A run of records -
┌──

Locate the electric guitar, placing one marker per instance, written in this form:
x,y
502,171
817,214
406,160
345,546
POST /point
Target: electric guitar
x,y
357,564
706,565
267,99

└──

Written problem -
Format every line of the material above as a numbered list, leaving out any blank lines.

Output -
1. Locate the electric guitar, placing one marker per instance, written in this form:
2. x,y
3. 502,171
4. 817,214
5. 406,160
6. 345,546
7. POST /point
8. Target: electric guitar
9. x,y
10. 357,564
11. 706,565
12. 267,99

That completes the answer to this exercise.